Write out the full set of records below exactly.

- **Natural language region descriptions**
____

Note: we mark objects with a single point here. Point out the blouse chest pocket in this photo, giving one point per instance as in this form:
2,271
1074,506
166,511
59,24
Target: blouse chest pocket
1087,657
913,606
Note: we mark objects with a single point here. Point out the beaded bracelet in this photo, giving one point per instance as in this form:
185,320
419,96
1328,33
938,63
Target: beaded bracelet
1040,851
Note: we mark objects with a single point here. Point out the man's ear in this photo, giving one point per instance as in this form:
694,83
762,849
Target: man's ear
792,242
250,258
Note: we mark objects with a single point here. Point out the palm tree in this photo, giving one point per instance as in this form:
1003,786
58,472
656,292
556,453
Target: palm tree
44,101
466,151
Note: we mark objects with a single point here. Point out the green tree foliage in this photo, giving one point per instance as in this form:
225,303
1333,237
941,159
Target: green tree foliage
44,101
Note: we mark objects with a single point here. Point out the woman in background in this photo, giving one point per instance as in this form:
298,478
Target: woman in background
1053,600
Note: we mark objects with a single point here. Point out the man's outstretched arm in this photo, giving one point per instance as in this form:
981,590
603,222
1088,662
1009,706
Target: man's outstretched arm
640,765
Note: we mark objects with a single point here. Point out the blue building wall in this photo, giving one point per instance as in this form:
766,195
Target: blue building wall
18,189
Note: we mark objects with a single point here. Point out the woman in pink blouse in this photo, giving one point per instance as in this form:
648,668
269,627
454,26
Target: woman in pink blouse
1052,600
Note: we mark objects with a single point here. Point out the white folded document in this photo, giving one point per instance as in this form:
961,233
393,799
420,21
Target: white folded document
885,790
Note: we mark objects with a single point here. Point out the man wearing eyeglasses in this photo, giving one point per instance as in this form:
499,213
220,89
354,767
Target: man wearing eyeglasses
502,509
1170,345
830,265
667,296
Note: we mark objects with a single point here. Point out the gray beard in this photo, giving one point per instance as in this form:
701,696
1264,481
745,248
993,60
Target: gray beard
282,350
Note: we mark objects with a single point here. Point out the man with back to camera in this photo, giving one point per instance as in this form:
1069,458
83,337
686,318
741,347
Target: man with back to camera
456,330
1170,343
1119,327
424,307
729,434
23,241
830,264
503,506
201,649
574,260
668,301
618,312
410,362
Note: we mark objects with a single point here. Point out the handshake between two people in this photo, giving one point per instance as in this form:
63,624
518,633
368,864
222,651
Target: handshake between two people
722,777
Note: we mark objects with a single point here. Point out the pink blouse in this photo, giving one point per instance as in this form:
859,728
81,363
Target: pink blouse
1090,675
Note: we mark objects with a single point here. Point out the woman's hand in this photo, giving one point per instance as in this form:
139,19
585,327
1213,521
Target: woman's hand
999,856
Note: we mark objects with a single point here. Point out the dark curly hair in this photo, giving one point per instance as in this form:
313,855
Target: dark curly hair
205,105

____

- **Response area**
Note: we mark objects with a single point here. Point out the blouse chest pocket in this photo, giving one point per instance as in this form:
2,271
1074,506
166,511
59,24
Target: blouse chest pocket
1087,657
913,606
Note: we mark objects with a single point here. Point out the beaded bracelet in this photo, giving one point per instance as in this form:
185,320
419,96
1328,33
938,63
Target: beaded bracelet
1040,851
Note: we mark objects with a single point here. Point out the man's ear in this photo, giving one point per instance as in this form:
694,83
762,849
Target: man's ear
792,242
250,258
Note: we mark objects with a single point here. Point out the palm tree in this photo, giving one point per instance as in this form:
1003,786
58,472
656,292
556,453
Target: palm tree
44,101
466,151
Note: we mark objects with a single point here. Point out the green tree foliage in this photo, giving one point per instance as in this form:
225,303
1333,237
941,159
Target: green tree foliage
44,101
Note: we mark objects with a single point here. Point out the woman in background in this photo, giving one point per instance as in this form:
298,478
Target: woman in background
1053,600
Note: we mark objects with a single point here. Point out the man's outstretched arm in this photo, giving one point per instance as in this form:
981,590
603,222
1088,662
1009,706
Target: man's outstretched arm
640,765
Note: we mark objects with a single point here. Point out the blue building wall in this photo, giving one point per instance as in this form:
766,195
Target: blue building wall
18,189
Note: we mark objects with a single point here. Point out the woman in pink blouse in this photo, giving one point per instance as in this form:
648,668
269,627
454,26
Target: woman in pink blouse
1052,600
Note: we mark objects with a single point here. Point out the white folded document in this photo, giving one point per instance as in this form:
961,233
393,799
420,21
Target: white folded document
885,790
Note: we mark objects with a single point here. Point out the man wearing eyeglasses in this photo, giving one point per instance as in this form:
499,213
220,89
354,767
Target: man wearing eyeglasses
502,509
1170,345
830,265
667,296
Note: we mark objects with a single point here. Point out the gray beard in this photo, giving one point per instance as in this form:
701,696
1264,481
745,248
993,60
Target: gray beard
282,350
Note: we mark objects with a single point here. Point out the man with back to camera in this photo, giving one point per instance as in this form:
1069,458
83,337
686,318
741,347
Target: man with back to camera
456,330
1170,343
1119,327
424,307
729,434
23,241
830,264
503,506
201,649
574,260
668,301
618,312
410,362
Note: we mark objects with a single point here. Point out the handshake between two people in this photo, giving one point per instance as in this form:
63,624
518,633
368,864
222,651
Target: handshake between two people
722,777
Note: we mark objects with a single point here. Point out the pink blouse in this photo, giving one point per instance as in this form:
859,728
81,363
Target: pink blouse
1090,675
Note: we mark objects with a single point here. Point out the woman's hand in this photo, giving one point per instance as in this form:
139,19
585,327
1213,521
Target: woman's hand
999,856
Note: we mark objects with a single point here. Point out the dark curly hair in this photo, giving one point per instance as in this form:
313,855
Target: dark curly hair
205,105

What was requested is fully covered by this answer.